Items:
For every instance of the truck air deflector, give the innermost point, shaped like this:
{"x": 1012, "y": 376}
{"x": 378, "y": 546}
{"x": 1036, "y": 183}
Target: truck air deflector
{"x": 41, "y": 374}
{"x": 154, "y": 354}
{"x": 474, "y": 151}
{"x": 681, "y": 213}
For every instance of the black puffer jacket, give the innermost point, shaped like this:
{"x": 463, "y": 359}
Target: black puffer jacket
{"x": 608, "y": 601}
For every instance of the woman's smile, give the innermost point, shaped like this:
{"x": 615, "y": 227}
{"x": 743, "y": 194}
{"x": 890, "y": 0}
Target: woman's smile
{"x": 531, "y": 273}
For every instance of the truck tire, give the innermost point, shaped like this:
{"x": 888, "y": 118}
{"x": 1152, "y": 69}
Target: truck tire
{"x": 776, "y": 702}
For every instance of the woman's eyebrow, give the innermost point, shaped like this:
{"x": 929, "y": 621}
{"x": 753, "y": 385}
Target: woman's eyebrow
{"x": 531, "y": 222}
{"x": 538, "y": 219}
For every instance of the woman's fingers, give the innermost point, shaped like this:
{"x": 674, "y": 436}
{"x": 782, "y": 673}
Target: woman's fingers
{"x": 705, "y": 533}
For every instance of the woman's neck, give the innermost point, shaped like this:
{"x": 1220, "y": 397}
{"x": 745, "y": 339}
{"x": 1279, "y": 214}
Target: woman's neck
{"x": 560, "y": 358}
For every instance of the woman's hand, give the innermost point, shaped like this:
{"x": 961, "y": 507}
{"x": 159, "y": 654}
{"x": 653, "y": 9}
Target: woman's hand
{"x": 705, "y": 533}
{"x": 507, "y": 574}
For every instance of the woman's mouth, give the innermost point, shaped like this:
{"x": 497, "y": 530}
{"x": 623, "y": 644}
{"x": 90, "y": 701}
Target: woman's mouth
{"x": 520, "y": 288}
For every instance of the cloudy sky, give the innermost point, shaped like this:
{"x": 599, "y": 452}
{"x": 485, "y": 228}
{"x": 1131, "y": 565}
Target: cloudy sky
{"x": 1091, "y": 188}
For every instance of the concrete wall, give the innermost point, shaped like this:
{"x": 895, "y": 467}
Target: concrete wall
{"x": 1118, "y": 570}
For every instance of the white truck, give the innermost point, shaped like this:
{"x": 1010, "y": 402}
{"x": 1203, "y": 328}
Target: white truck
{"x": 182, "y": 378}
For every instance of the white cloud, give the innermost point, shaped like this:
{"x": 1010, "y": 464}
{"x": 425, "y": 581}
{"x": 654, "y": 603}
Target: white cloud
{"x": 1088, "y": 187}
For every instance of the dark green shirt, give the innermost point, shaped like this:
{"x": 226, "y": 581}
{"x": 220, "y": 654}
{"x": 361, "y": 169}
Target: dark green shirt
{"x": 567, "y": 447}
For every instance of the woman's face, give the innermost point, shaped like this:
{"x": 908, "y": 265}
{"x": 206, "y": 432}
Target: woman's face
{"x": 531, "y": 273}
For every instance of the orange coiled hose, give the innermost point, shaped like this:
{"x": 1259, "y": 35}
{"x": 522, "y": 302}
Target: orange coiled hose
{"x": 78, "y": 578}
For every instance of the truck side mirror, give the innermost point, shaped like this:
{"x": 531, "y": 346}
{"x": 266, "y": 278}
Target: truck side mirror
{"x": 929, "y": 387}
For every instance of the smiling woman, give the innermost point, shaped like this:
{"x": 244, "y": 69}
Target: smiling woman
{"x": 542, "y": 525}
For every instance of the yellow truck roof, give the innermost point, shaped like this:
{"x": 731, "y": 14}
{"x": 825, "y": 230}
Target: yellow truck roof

Do this: Reproduce every line of the data above verbatim, with no changes.

Solution for this problem:
For every instance of the truck air deflector, give the innermost point, shaped like this:
{"x": 1012, "y": 376}
{"x": 378, "y": 546}
{"x": 1036, "y": 183}
Target: truck air deflector
{"x": 41, "y": 374}
{"x": 154, "y": 354}
{"x": 474, "y": 151}
{"x": 681, "y": 213}
For every instance of the black puffer jacket, give the innermost point, shaped like this:
{"x": 463, "y": 359}
Target: black puffer jacket
{"x": 608, "y": 601}
For every instance of the woman's smile, give the innermost point, shaped like this:
{"x": 615, "y": 227}
{"x": 743, "y": 194}
{"x": 890, "y": 0}
Target: woman's smile
{"x": 531, "y": 273}
For every instance of the truck tire, give the innermost point, shaped like this:
{"x": 888, "y": 118}
{"x": 1152, "y": 69}
Target: truck tire
{"x": 776, "y": 702}
For every instance of the woman's eyebrow, give the innermost point, shaped like this:
{"x": 929, "y": 621}
{"x": 753, "y": 385}
Target: woman's eyebrow
{"x": 531, "y": 222}
{"x": 538, "y": 219}
For every instance of the woman's fingers, give the innermost point, shaped like this:
{"x": 674, "y": 436}
{"x": 782, "y": 673}
Target: woman's fingers
{"x": 705, "y": 533}
For every instance of the woman's neck, give the innermost point, shaped like this:
{"x": 1220, "y": 397}
{"x": 745, "y": 339}
{"x": 1279, "y": 214}
Target: woman's neck
{"x": 560, "y": 358}
For every instance of the woman's hand, give the innermost point, shaped like this:
{"x": 961, "y": 507}
{"x": 159, "y": 654}
{"x": 653, "y": 9}
Target: woman's hand
{"x": 705, "y": 533}
{"x": 507, "y": 574}
For every instance of the woman's mouth, give the innermost point, shaped like this:
{"x": 497, "y": 530}
{"x": 623, "y": 644}
{"x": 90, "y": 701}
Target: woman's mouth
{"x": 520, "y": 288}
For every instance of the cloudy sky, give the innermost point, shaped like this:
{"x": 599, "y": 452}
{"x": 485, "y": 228}
{"x": 1131, "y": 565}
Target: cloudy sky
{"x": 1091, "y": 188}
For every instance of the concrete wall, give the innermost point, shaped like this:
{"x": 895, "y": 467}
Target: concrete wall
{"x": 1118, "y": 570}
For every instance of the white truck, give the innermost point, shaped like this:
{"x": 1010, "y": 402}
{"x": 1203, "y": 328}
Target: white truck
{"x": 182, "y": 378}
For every instance of the white cloud, give the innermost point, shaped like this:
{"x": 1010, "y": 464}
{"x": 425, "y": 581}
{"x": 654, "y": 603}
Target: white cloud
{"x": 1088, "y": 187}
For every instance of the dark green shirt, give the innermost point, shaped like this:
{"x": 226, "y": 581}
{"x": 220, "y": 654}
{"x": 361, "y": 169}
Target: dark green shirt
{"x": 567, "y": 447}
For every instance of the woman's face, give the innermost point, shaped like this:
{"x": 908, "y": 265}
{"x": 206, "y": 432}
Target: woman's face
{"x": 531, "y": 273}
For every instance of the orange coiled hose, give the innermost point, shaped like this:
{"x": 1259, "y": 35}
{"x": 522, "y": 302}
Target: orange coiled hose
{"x": 78, "y": 578}
For every instance of the truck side mirror, give the innermost point, shaped like this:
{"x": 531, "y": 346}
{"x": 266, "y": 278}
Target: truck side mirror
{"x": 929, "y": 387}
For every instance of the smiling woman, give the innermost point, shaped like this:
{"x": 244, "y": 69}
Target: smiling woman
{"x": 542, "y": 525}
For every instance of the yellow truck roof, give the innermost point, shaped like this:
{"x": 731, "y": 14}
{"x": 825, "y": 230}
Target: yellow truck roof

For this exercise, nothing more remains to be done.